**Page text**

Among Older Veterans with Diabetes, Few with Low Glucose or Blood Pressure Levels Undergo Treatment De-intensification
Clinical practice guidelines and quality of care initiatives for hemoglobin A1c and blood pressure (BP) control have long focused on intensifying therapy to achieve target risk factor levels, such as reducing A1c levels to under 7% or BP levels to under 140/90 mmHg. However, over the last decade research has shown that overly-intensive control can be harmful, and that the same clinical practice guidelines and quality of care measures that prevent under-treatment can lead to over-treatment. This study sought to describe the frequency and predictors of treatment de-intensification among potentially over-treated older Veterans with diabetes. Using VA data, investigators identified Veterans ages 70 or older who received BP- or glucose-lowering medications in the VA healthcare system during 2012 (n=211,667). Veterans were considered to have been de-intensified if they did not refill a previously prescribed BP- or A1c-lowering medication for 180 days after the index measurement, or if their next medication refill after the index measurement was at a lower dose. Patients' life expectancy was estimated based on their age and comorbidities.
- Among older Veterans with diabetes who were treated for BP or blood glucose control, Veterans' BP or A1c levels had only a weak relationship to the likelihood of de-intensification.

**Tasks and exercises**
**a.** In the summary of the study on older Veterans with diabetes, how many Veterans did investigators identify from VA data?
**b.** Print the section of the diabetes study summary from "- Among older" up to and including "likelihood of de-intensification.".
**c.** Proceed with the summary of the study on treatment de-intensification in older Veterans with diabetes, picking up after its last sentence.
The items that follow have no connection to the study summary above.

**Records provided**
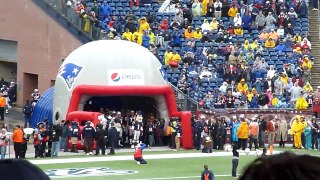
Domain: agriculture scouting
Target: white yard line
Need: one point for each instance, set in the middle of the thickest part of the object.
(186, 177)
(130, 157)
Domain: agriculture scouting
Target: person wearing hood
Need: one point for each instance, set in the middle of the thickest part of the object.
(243, 133)
(164, 25)
(143, 25)
(74, 131)
(197, 9)
(213, 24)
(197, 34)
(205, 25)
(270, 43)
(281, 47)
(145, 40)
(307, 87)
(188, 33)
(301, 103)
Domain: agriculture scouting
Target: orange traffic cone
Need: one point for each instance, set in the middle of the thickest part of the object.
(271, 150)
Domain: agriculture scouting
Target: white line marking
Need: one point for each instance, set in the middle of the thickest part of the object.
(130, 157)
(186, 177)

**Responses by task**
**a.** 211,667

**b.**
- Among older Veterans with diabetes who were treated for BP or blood glucose control, Veterans' BP or A1c levels had only a weak relationship to the likelihood of de-intensification.

**c.**
- Of the 104,486 Veterans with BP that was not low (130/65 mmHg or greater), 15% had a BP medication de-intensified; of the 25,955 Veterans with moderately low BP (120-129 mmHg systolic BP), 16% were de-intensified; and among the 81,226 Veterans with very low BP (systolic BP less than 120), 19% were de-intensified.
- Of the 143,305 Veterans whose A1c was not low (6.5% or greater), 18% had a diabetes medication de-intensified; of the 23,769 with moderately low A1c (6.0% to 6.4%), 21% were de-intensified; and of the 12,917 with very low A1c (less than 6.0%), 27% were de-intensified.
- There was a modest association between a patient's estimated life expectancy and de-intensification rates, but there was no consistent interaction between a patient's life expectancy, de-intensification rates, and BP or A1c levels.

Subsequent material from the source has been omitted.